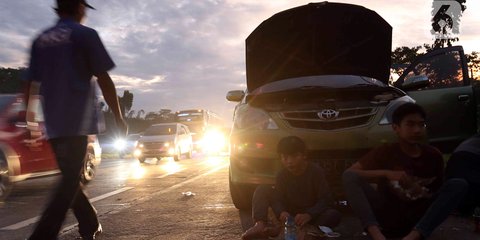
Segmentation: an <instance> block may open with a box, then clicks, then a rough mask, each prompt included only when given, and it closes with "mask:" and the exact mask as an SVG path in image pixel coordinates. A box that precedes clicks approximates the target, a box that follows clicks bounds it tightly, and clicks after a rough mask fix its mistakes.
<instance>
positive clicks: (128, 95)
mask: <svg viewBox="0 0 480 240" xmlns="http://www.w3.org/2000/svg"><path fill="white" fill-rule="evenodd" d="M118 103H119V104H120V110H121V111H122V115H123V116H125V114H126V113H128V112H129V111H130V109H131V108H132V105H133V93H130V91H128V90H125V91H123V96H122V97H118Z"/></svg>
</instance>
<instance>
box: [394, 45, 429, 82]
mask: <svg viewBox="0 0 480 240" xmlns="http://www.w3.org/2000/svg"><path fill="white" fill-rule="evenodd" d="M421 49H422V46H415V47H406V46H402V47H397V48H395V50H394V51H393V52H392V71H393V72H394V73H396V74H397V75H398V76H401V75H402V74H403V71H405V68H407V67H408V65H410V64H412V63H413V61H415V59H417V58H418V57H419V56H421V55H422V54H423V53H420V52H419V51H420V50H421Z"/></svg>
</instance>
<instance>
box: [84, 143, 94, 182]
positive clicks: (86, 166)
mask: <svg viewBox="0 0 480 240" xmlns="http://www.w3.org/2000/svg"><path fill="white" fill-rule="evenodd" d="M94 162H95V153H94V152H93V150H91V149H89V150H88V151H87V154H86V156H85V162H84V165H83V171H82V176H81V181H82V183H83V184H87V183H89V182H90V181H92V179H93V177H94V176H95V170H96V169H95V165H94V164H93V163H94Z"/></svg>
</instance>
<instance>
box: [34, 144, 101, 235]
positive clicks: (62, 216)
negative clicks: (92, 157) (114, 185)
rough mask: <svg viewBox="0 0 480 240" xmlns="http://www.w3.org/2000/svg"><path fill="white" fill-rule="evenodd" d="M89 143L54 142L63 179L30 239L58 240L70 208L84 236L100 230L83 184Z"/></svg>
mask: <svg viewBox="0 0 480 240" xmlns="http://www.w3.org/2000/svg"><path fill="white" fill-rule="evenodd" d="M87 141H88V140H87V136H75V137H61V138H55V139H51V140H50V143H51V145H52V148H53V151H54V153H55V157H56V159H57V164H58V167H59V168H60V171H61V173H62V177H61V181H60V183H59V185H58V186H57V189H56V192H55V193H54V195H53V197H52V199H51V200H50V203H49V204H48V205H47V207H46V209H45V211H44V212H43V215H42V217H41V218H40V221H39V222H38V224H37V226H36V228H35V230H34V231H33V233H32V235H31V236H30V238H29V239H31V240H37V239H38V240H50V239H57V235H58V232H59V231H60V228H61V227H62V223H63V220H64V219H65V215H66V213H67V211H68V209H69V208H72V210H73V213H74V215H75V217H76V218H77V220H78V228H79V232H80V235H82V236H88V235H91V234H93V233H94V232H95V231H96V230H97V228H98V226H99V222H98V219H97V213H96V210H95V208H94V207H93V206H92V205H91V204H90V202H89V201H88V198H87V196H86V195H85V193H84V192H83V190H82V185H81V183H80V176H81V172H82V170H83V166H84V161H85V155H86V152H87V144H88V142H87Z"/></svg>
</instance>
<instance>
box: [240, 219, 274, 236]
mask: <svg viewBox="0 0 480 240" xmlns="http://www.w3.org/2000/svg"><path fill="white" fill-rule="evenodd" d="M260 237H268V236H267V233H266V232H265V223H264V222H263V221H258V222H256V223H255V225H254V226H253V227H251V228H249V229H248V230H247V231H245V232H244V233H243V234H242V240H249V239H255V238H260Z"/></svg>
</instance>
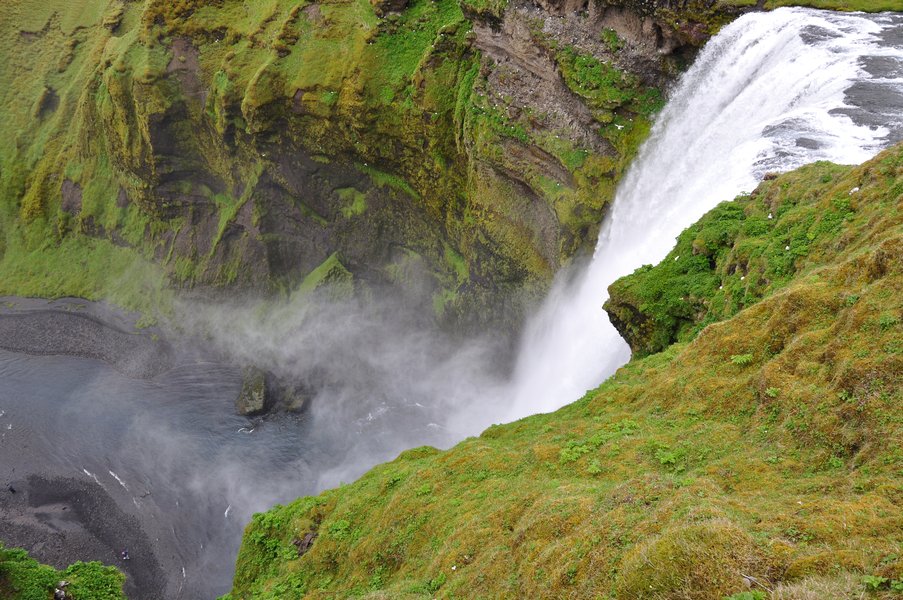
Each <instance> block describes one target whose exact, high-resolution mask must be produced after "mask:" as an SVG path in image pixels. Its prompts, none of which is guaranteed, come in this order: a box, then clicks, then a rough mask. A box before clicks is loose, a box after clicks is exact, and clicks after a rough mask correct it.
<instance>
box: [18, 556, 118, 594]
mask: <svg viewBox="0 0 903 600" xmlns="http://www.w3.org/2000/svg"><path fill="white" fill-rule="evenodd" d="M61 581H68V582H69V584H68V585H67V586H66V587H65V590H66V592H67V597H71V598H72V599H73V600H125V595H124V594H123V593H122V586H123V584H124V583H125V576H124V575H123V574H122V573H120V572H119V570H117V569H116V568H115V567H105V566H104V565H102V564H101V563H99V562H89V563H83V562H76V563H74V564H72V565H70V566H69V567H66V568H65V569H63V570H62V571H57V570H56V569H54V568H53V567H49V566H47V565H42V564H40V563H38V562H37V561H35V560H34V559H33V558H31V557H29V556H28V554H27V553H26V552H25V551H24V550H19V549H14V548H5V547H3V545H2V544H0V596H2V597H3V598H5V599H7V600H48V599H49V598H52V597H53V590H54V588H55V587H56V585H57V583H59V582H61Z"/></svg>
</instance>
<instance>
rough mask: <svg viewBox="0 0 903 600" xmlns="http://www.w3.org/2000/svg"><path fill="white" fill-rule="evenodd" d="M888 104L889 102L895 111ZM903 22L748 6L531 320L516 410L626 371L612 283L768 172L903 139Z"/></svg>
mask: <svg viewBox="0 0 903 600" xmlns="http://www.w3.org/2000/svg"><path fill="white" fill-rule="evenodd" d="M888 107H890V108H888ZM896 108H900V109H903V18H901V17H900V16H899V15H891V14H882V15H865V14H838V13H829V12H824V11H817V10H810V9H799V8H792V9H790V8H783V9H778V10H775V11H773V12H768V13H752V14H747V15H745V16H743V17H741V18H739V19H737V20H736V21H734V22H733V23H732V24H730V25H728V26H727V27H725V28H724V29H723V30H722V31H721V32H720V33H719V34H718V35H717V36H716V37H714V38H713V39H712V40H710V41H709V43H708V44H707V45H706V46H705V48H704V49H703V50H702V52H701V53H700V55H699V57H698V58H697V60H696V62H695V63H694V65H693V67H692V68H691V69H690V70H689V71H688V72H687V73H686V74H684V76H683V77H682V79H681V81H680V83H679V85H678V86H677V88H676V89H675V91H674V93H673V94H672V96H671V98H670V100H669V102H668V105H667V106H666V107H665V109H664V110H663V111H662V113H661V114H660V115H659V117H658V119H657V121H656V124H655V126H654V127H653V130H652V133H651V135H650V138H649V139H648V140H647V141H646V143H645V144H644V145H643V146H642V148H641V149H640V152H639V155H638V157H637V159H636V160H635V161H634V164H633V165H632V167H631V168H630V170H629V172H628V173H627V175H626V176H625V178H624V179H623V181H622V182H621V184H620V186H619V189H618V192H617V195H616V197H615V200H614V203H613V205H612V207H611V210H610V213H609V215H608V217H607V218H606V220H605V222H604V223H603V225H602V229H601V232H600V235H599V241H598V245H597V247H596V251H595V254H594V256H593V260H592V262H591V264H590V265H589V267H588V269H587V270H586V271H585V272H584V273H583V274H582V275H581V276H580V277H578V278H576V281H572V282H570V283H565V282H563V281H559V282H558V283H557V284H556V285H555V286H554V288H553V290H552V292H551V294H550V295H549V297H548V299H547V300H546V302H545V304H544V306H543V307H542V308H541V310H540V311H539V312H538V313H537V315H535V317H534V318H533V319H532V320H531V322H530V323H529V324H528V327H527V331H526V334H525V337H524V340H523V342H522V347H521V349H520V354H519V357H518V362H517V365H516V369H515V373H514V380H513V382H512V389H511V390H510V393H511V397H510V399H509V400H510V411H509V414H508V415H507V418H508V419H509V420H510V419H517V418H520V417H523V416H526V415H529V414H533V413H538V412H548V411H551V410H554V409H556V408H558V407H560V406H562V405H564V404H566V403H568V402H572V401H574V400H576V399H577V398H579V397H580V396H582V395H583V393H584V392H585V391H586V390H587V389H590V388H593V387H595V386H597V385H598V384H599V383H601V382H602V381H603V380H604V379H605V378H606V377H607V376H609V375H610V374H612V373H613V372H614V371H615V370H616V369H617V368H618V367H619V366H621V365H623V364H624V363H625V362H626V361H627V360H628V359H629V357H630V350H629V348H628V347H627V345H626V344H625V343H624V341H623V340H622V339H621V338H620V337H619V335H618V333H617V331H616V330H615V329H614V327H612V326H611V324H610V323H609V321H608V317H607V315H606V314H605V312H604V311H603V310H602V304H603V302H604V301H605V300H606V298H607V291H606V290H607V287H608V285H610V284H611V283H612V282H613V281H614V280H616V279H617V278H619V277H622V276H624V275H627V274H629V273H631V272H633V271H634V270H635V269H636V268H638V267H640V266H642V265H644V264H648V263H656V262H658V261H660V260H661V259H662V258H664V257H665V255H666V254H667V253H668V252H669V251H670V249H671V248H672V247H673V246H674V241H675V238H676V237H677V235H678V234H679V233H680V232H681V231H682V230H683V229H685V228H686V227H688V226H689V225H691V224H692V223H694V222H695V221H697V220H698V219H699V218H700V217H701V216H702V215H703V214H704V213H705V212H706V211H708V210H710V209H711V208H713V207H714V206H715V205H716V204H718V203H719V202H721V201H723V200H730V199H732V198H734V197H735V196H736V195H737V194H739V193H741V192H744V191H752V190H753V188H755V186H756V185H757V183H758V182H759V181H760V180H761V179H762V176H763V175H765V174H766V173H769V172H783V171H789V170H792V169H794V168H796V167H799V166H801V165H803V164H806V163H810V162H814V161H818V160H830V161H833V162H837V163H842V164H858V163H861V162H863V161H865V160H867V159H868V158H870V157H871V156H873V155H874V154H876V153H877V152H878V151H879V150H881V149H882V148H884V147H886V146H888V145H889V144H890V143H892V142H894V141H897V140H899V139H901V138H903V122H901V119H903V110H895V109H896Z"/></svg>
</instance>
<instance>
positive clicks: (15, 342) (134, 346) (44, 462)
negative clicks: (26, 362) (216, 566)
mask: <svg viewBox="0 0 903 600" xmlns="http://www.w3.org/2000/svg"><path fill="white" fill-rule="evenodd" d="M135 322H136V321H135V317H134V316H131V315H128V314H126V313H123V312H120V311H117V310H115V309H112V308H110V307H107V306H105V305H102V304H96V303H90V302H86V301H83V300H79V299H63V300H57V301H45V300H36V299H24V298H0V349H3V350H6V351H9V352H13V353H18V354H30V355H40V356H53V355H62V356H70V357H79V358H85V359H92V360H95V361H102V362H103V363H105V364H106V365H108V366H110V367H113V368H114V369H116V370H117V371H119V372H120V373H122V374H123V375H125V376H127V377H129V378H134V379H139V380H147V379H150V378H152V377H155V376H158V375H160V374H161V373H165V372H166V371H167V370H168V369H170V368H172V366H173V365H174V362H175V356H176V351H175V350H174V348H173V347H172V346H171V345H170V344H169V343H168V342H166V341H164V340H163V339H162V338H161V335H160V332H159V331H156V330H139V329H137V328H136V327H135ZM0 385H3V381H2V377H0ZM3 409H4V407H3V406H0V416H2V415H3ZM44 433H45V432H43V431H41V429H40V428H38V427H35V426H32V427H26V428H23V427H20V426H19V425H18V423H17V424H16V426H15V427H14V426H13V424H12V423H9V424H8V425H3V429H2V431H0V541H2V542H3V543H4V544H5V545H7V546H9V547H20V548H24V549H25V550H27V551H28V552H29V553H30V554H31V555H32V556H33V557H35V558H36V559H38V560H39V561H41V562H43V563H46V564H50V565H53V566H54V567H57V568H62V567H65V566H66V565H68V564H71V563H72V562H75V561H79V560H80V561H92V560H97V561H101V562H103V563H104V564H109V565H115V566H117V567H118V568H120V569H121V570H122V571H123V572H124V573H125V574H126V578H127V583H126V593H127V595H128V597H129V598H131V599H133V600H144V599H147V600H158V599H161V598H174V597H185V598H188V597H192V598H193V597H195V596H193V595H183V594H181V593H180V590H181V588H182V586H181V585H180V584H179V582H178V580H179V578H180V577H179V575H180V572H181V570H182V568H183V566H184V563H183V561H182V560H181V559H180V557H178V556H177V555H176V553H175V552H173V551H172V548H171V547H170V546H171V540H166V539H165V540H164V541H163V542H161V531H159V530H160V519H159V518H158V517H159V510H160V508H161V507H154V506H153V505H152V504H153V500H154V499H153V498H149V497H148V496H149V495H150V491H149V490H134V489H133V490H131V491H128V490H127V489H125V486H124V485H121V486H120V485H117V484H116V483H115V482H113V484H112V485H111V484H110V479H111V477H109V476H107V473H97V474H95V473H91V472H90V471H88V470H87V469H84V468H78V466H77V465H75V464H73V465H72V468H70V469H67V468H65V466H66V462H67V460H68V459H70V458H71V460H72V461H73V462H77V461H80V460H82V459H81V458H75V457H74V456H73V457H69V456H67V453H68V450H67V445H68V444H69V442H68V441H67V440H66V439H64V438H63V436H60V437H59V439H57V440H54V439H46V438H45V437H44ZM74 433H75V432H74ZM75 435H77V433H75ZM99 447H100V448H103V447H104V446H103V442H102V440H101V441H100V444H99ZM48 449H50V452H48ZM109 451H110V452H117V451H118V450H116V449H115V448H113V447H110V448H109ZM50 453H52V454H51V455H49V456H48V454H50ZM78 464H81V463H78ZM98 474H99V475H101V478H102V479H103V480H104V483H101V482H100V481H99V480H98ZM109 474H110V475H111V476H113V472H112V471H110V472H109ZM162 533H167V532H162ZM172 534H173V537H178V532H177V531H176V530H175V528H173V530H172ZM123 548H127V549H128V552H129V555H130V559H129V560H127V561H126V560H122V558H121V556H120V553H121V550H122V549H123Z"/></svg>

+---+

### Aim of the exercise
Gather every line of the records that contains the string "exact", matching case.

### Response below
Segmentation: an <instance> block may open with a box, then clicks, then a rough mask, each prompt included only when given, and it closes with "mask:" and the exact mask as an SVG path in image pixel coordinates. A box that precedes clicks approximates the target, a box that follows clicks bounds it tightly, and clicks after a rough mask fix its mistakes.
Each <instance> block describes one target whose exact, high-resolution mask must be produced after "mask:" as an SVG path in image pixels. Its prompts, none of which is guaranteed, come in this order: a box, then clicks, then a rough mask. A box before clicks is loose, a box after clicks is exact, and clicks after a rough mask correct it.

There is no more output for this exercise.